EXERCISE REQUIREMENTS: Starting at the line that holds "Each instance of the child's bare", set down each line through the end of the listing, exactly as written and with nothing added.

EXERCISE INPUT:
---------------

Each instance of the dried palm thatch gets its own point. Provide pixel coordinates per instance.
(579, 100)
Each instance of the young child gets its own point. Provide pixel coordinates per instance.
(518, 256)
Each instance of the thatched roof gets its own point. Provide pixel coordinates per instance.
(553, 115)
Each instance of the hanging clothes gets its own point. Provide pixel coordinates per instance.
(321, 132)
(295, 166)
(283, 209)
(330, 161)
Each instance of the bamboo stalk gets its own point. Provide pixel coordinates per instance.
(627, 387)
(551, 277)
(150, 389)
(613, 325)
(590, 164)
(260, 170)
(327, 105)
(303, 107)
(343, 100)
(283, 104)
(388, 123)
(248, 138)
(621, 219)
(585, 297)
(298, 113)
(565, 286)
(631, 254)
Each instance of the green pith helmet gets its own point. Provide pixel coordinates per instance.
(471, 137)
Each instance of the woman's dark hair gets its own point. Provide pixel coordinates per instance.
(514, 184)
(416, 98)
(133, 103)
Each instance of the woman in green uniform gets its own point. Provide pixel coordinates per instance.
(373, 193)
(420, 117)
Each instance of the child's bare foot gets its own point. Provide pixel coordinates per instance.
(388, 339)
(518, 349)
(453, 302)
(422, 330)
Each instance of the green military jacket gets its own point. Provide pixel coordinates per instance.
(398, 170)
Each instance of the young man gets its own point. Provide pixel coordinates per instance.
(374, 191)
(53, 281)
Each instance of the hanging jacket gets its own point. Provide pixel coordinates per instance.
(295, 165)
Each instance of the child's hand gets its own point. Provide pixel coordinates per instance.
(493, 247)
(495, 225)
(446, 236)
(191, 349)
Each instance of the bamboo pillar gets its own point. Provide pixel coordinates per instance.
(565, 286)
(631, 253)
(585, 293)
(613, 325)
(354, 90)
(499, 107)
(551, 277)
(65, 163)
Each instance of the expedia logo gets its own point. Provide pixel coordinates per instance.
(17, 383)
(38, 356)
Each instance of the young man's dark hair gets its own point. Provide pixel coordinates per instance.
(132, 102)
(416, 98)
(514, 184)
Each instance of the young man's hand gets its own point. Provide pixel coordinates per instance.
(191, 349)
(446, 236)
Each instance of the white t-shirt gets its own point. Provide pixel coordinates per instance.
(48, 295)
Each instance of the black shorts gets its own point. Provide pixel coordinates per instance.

---------------

ANSWER TO THE TASK:
Each instance of the child's bare foot gets its own point. Provide pixel coordinates per instance.
(388, 339)
(518, 349)
(453, 302)
(422, 330)
Each instance of the green military jacket gets its own point. Provide pixel coordinates per instance.
(398, 170)
Each instance of the young man gets its own point. Provide pixel coordinates per instance.
(374, 191)
(53, 281)
Each instance of the hanging jacket gets its own point. Provide pixel coordinates per instance.
(295, 165)
Each instance of the child's hand gets its own point. Provide pixel coordinates per instance.
(493, 247)
(495, 225)
(446, 236)
(191, 349)
Each instance of the bamboo pillar gets its own point. Provide pixel coordinates per instance.
(565, 286)
(631, 253)
(585, 293)
(613, 325)
(354, 90)
(499, 107)
(551, 277)
(65, 163)
Each instance of the expedia logo gets its own point. Provide pixel coordinates per instance.
(17, 383)
(38, 356)
Each instance of the young man's dark hair gets its own point. Provide pixel coordinates per instance.
(132, 102)
(416, 98)
(514, 184)
Each instance of the young man's hand gets its own point. Provide pixel coordinates per instance.
(191, 349)
(446, 236)
Each instance of the white t-shirt gets its own point. Provide pixel coordinates per instance.
(48, 295)
Each instance of the black shorts gets its own point. Provide pixel coordinates per instance.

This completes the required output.